Exercise aim: Repeat every line of the entries below word for word, but leave the pictures out.

Items listed in a dataset:
• • • • • • •

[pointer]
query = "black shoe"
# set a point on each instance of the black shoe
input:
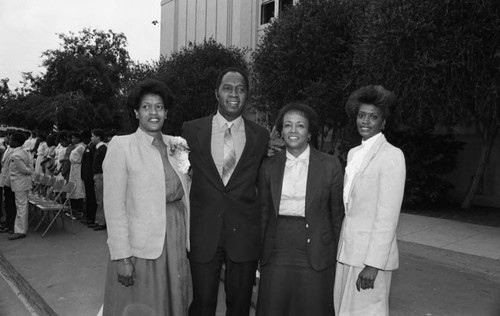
(100, 227)
(16, 236)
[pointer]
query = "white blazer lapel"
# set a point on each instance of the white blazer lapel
(185, 186)
(366, 161)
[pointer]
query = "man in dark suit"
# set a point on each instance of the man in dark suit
(88, 180)
(226, 153)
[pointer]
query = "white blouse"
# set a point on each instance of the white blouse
(352, 168)
(293, 191)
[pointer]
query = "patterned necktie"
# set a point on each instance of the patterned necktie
(229, 155)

• • • • • • •

Task solution:
[pointer]
query = "black shoe"
# set a point on each instance of the black shoe
input:
(100, 227)
(16, 236)
[pointer]
query = "white blazer lapel"
# set a point on each instance of the white blazer lapel
(185, 186)
(366, 161)
[pointer]
query = "man in dark suit"
# set a point on each instance of the man in dark suit
(88, 180)
(226, 153)
[pointer]
query = "white blouse"
# set a point on each instance of the white blouse
(352, 168)
(293, 191)
[pointer]
query = "patterned necktie"
# set a point on each instance of the patterned necktie
(229, 155)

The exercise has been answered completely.